What you are asked to do: Please reproduce the entries below exactly, starting at the first line and ending with the line that holds "x=1078 y=385".
(Data shown)
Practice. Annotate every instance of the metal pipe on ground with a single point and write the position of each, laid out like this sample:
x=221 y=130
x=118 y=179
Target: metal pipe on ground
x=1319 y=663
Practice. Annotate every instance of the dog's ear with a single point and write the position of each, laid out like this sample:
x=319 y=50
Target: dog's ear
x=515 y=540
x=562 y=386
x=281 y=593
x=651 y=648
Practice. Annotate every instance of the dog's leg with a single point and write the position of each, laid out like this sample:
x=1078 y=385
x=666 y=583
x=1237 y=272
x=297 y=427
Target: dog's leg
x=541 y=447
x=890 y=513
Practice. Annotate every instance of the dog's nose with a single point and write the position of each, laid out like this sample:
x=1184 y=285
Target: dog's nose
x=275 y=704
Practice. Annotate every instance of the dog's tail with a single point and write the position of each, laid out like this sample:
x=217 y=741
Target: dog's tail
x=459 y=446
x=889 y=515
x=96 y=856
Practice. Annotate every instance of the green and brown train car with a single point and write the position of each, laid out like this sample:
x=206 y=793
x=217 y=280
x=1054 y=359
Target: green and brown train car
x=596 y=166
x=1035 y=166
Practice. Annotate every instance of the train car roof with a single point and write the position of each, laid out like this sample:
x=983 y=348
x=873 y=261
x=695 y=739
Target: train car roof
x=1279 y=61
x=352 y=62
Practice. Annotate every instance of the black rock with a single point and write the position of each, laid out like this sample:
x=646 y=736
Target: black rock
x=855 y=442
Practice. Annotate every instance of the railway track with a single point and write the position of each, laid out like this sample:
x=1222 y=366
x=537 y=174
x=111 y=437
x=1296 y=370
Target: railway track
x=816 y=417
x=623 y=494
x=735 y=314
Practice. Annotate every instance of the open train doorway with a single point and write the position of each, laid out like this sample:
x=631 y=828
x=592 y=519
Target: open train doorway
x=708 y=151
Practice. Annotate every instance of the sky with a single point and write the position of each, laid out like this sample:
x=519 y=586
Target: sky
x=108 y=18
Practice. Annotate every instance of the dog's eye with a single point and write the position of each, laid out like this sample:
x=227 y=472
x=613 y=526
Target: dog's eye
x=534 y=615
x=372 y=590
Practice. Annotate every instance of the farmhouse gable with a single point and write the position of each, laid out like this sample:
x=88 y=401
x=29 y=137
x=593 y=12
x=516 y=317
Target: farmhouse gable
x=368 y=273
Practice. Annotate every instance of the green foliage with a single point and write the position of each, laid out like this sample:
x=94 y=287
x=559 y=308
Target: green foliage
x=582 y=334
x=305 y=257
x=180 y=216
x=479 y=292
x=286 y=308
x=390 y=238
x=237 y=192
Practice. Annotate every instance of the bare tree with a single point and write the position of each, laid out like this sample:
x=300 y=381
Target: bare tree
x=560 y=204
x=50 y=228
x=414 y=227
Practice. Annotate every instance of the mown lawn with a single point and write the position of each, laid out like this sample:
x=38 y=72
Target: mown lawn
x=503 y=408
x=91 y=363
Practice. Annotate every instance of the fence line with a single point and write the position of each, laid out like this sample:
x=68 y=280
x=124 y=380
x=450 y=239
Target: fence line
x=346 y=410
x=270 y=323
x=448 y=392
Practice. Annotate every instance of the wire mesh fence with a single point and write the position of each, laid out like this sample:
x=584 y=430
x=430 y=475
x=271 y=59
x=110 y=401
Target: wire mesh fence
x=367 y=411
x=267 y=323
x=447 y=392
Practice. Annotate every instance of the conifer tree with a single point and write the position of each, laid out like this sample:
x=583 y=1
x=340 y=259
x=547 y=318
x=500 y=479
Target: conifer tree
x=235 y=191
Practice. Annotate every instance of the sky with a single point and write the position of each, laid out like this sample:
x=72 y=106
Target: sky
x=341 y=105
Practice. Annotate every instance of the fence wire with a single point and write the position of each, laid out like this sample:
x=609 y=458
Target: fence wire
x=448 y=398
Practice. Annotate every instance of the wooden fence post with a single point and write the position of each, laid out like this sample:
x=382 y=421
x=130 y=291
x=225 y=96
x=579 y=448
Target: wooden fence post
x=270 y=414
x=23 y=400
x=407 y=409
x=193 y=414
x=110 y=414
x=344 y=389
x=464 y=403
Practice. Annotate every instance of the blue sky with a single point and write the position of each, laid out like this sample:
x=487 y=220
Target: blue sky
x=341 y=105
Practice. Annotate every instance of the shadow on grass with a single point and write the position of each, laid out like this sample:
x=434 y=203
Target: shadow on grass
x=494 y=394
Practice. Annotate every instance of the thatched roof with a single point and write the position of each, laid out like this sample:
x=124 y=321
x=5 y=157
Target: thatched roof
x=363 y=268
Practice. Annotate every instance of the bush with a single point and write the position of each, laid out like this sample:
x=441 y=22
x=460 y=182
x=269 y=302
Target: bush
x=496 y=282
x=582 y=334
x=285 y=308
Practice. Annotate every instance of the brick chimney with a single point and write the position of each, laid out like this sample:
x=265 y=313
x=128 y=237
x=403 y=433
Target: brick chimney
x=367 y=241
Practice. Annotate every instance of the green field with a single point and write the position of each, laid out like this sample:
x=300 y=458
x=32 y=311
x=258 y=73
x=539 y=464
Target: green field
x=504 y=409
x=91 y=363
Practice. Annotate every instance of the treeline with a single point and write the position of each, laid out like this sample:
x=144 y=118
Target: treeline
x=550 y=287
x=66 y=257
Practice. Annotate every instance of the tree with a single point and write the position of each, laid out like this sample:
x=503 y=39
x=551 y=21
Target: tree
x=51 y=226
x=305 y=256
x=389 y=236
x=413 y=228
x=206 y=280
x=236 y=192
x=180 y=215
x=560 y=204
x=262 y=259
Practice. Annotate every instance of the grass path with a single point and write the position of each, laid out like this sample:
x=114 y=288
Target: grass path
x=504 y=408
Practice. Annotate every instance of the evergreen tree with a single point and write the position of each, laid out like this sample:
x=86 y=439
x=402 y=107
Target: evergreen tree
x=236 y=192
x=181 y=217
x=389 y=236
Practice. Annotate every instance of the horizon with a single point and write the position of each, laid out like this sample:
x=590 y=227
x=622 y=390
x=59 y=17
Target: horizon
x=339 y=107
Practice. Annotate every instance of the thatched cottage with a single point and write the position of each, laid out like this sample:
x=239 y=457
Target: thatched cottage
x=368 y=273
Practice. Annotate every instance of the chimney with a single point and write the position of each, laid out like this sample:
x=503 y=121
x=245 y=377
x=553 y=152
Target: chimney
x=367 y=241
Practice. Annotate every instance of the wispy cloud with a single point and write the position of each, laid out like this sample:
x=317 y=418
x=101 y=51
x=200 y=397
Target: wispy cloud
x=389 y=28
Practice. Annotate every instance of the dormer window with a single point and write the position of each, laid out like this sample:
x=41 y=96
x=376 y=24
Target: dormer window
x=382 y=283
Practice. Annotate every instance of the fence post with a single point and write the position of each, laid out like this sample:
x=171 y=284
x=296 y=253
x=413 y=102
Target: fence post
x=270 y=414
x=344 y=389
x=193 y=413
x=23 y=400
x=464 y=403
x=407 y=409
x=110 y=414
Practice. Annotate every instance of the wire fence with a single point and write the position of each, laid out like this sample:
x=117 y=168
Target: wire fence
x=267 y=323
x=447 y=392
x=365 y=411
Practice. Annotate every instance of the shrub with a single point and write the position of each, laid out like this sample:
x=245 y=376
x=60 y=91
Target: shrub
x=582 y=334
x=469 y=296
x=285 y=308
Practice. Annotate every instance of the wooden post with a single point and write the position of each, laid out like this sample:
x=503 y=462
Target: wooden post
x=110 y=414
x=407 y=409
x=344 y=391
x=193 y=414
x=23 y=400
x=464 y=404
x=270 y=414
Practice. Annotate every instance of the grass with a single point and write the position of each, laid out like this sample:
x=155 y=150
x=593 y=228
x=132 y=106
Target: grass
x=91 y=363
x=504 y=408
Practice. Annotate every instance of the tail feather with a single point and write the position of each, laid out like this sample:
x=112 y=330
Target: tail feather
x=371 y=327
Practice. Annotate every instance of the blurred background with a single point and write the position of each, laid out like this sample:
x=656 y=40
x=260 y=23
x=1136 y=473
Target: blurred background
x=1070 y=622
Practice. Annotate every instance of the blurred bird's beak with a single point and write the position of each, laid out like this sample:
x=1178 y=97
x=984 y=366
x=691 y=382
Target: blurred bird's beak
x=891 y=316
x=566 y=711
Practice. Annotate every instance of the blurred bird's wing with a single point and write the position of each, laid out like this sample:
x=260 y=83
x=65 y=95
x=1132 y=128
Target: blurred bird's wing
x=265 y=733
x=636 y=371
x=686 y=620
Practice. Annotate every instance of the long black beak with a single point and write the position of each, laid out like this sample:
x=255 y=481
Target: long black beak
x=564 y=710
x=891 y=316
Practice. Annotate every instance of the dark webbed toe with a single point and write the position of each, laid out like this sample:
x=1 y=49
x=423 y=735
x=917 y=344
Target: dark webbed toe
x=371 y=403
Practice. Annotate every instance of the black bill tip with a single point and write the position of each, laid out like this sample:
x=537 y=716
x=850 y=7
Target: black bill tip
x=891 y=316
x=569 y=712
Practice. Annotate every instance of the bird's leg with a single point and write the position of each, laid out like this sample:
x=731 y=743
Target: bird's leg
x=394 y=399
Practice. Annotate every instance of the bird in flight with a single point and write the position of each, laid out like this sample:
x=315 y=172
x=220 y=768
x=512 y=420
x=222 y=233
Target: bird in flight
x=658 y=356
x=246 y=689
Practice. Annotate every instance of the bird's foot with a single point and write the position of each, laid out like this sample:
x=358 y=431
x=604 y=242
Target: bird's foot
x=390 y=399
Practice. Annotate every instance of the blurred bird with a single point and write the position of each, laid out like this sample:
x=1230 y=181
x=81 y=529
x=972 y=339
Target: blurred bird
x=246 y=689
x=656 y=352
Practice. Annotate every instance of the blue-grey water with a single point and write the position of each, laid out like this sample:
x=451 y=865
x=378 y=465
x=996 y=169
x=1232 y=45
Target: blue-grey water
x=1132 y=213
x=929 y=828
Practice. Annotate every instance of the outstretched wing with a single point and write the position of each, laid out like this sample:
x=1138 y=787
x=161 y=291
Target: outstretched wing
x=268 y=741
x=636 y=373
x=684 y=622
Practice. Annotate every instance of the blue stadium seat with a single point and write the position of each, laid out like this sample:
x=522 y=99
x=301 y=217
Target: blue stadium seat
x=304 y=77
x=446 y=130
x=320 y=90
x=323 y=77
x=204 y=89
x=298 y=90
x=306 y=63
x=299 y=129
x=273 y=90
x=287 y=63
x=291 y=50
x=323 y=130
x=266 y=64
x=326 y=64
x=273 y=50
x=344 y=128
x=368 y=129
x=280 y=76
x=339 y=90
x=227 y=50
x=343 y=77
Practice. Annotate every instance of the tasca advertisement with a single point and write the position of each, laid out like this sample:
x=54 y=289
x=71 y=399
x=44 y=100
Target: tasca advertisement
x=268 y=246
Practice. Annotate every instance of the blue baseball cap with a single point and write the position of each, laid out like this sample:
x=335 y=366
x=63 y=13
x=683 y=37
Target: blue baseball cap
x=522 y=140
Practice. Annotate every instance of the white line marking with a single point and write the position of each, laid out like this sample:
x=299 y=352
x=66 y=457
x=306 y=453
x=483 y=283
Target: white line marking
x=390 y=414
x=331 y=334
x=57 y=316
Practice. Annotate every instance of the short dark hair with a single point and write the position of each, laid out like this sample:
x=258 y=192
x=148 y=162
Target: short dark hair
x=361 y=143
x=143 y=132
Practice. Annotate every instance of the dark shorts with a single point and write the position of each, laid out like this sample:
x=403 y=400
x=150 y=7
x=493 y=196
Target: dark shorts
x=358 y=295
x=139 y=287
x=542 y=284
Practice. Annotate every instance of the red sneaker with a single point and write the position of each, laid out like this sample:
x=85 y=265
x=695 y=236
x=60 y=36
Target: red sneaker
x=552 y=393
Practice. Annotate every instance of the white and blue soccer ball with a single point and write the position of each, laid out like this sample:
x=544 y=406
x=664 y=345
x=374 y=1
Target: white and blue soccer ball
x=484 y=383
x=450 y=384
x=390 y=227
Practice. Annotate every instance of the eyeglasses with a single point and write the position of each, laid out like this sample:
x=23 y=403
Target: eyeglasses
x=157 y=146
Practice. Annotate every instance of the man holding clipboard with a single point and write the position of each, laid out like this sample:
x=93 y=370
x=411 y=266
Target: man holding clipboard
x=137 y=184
(End Data shown)
Problem solution:
Practice. Annotate every instance of the metal pipe on ground with a single point and write the position of each, laid out like this sample:
x=221 y=130
x=118 y=179
Target: metal pipe on ground
x=1319 y=663
Practice. Annotate every instance of the dog's ear with a single point and write the position of each, laid out like this sample:
x=319 y=50
Target: dog's ear
x=515 y=540
x=562 y=386
x=281 y=593
x=651 y=648
Practice. Annotate every instance of the dog's leg with a single point and write the position of each, laid out like this sample:
x=1078 y=385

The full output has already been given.